### Your instructions
Reproduce the lines starting with the one containing "of the green" and going on through the one containing "(1257, 682)", substituting "green frond" for "green leaf" and keeping everything else unchanged. Leave the pictures out.

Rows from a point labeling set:
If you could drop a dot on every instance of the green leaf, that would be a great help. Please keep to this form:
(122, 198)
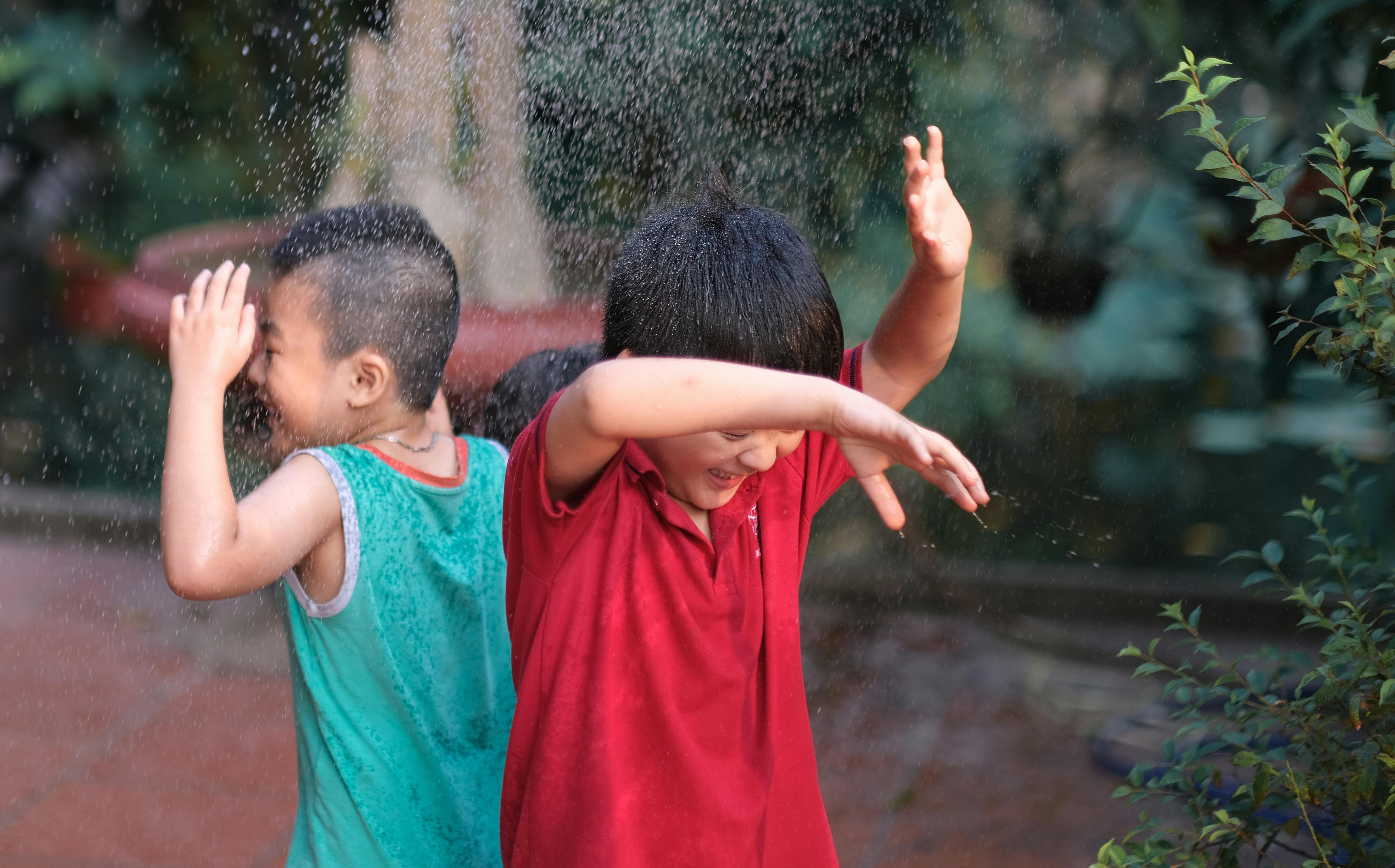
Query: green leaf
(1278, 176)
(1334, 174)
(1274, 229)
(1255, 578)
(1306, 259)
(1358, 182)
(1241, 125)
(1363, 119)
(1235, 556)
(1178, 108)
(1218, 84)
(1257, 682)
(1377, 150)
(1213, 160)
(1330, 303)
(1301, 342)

---

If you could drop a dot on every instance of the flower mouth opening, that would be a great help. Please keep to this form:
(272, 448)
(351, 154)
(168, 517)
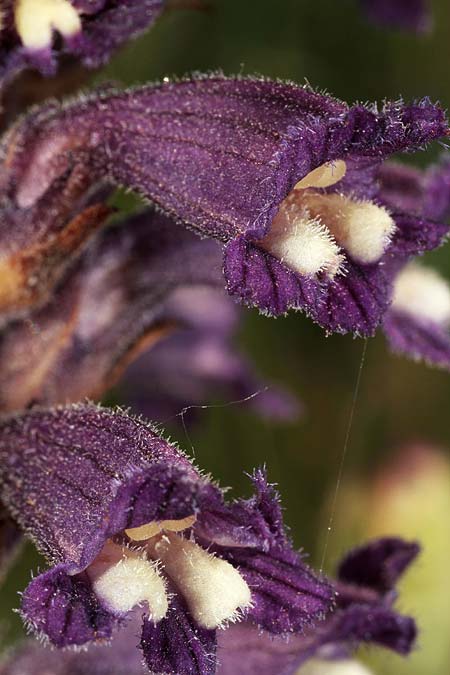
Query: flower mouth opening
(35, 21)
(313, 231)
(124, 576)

### Complete response
If you could drop a dot on every instance of the green frond, that would be a great help. Please keep to this form:
(122, 198)
Query: green frond
(1278, 176)
(1334, 174)
(1274, 229)
(1255, 578)
(1306, 259)
(1358, 182)
(1241, 125)
(1363, 119)
(1235, 556)
(1178, 108)
(1218, 84)
(1257, 682)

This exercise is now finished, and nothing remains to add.